Exercise task: Extract the complete listing and repeat it word for word.

Material provided:

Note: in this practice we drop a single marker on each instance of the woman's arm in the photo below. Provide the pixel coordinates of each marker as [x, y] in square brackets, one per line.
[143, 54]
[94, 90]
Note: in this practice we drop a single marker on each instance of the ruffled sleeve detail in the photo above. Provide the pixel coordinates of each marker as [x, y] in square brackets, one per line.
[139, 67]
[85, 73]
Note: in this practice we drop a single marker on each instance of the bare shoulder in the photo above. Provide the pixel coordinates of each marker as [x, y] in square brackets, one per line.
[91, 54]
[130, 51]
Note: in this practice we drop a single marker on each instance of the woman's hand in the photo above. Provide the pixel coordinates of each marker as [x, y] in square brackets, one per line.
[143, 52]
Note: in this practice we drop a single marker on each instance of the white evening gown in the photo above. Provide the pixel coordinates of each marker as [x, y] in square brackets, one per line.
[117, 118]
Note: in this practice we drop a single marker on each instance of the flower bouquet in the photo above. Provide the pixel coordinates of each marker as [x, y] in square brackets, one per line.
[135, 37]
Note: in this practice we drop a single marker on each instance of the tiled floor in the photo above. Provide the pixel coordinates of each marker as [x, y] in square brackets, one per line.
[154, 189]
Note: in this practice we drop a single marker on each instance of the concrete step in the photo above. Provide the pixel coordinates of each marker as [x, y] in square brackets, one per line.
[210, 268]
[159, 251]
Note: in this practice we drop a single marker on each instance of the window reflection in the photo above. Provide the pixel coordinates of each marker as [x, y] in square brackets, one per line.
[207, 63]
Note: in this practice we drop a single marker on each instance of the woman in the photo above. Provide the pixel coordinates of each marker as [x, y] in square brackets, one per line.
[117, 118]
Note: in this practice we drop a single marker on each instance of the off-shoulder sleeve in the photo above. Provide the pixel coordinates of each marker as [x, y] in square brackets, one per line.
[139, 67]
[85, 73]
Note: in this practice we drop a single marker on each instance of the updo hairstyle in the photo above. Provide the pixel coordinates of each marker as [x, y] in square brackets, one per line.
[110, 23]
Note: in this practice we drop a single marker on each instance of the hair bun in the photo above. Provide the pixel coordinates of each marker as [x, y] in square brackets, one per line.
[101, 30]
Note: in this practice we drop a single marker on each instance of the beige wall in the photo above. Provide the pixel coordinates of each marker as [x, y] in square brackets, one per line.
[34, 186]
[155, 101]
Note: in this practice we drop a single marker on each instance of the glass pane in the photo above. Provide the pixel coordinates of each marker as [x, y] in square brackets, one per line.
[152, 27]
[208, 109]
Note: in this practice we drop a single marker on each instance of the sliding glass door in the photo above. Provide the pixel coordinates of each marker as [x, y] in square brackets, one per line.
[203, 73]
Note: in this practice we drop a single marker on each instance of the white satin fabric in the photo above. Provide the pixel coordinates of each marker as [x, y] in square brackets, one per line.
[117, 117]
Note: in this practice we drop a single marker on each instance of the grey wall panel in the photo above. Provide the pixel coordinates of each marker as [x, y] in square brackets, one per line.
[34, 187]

Output:
Note: in this practice we drop a single marker on each instance of the woman's arm in the photo below. Provide the pixel coordinates of each marker as [x, y] in square brackets, one per line.
[143, 54]
[94, 90]
Note: in this practice we drop a single marker on each instance of the ruffled sleeve detail in the photo above. Provide the pixel coordinates of each marker as [x, y] in square brackets, one per line.
[139, 67]
[85, 73]
Note: in this practice we drop a single marker on each instance of the bare shoulder in the photo above. Provide the pixel coordinates of each marker as [x, y] in square brackets, one per line.
[91, 54]
[130, 51]
Note: in this practice we drop a single marker on each instance of the woman's hand in the photo above. Provide the pixel coordinates of each marker as [x, y] in square brackets, one per line.
[143, 52]
Note: in this practice we drop a single marker on each instance of the white evening gown in the photo above. Provide the pixel coordinates of each marker as [x, y] in square brackets, one per line.
[117, 118]
Note: in this practice we drop a single marker on each instance of the flower bouquet in the photo above. Provide the pixel coordinates of each marker as [x, y] in square brackets, one per line.
[135, 37]
Note: in this practice we drop a single marker on each instance of the tiled floor in the photo above. Provide the pixel coordinates of each marker as [x, y] in square brackets, one per line.
[154, 189]
Note: in this practice we drop a single marker on each instance of the concrete step in the photo above. Provide the pixel coordinates of each marker as [x, y] in square brackets, one per line.
[210, 268]
[159, 251]
Note: in this practice we drop a single marker on each instance of the window reflection in the photo above. Provide the pixel coordinates of each marker as [x, y] in square brackets, one per line.
[207, 63]
Note: in this practice we drop a single marker on each instance of the woman in the photo above. Provide the pixel coordinates of each marker as [x, y] in square brackets, one per line.
[117, 118]
Note: in this practice we drop a single marker on each instance of the off-shoulder sleeve in the photo above. Provide the pixel coordinates of each marker as [x, y] in square brackets, one per line.
[139, 67]
[85, 73]
Note: in this practice we drop a single marker on each instance of the updo hairstyle in the photo above. Provide the pixel coordinates of each marker as [x, y] in square brackets, one per line.
[110, 23]
Note: in this practice we drop a single marker on each instance of the hair bun in the photo above. Provide the pixel coordinates of each marker as [x, y] in square brackets, one per line.
[101, 30]
Note: in this practice we drop a single marker on each instance of the beige wall in the photo above. Provide the pixel coordinates of each marker as [x, y] in square brackets, one per line.
[34, 186]
[155, 101]
Note: in this practice we drop a single marker on each instance of the glass pane in the photo above. Provide the pixel coordinates of each marker as [x, y] in square brackets, one per line.
[152, 27]
[208, 109]
Note: in this practice we drop a single marker on each instance of the sliding glass door in the photo above. Provide the pixel coordinates of each marker as [x, y] in square brackets, one per line.
[203, 73]
Note: in this practice we drop a single marker on each instance of the white satin fabric in the photo above. Provide the pixel coordinates of each marker as [x, y] in square brackets, one per line.
[117, 117]
Note: in this practice we drop a single marker on each instance of the grey wall panel in the photo above. Provide the pixel coordinates of each marker as [x, y] in square brackets, one per line.
[34, 187]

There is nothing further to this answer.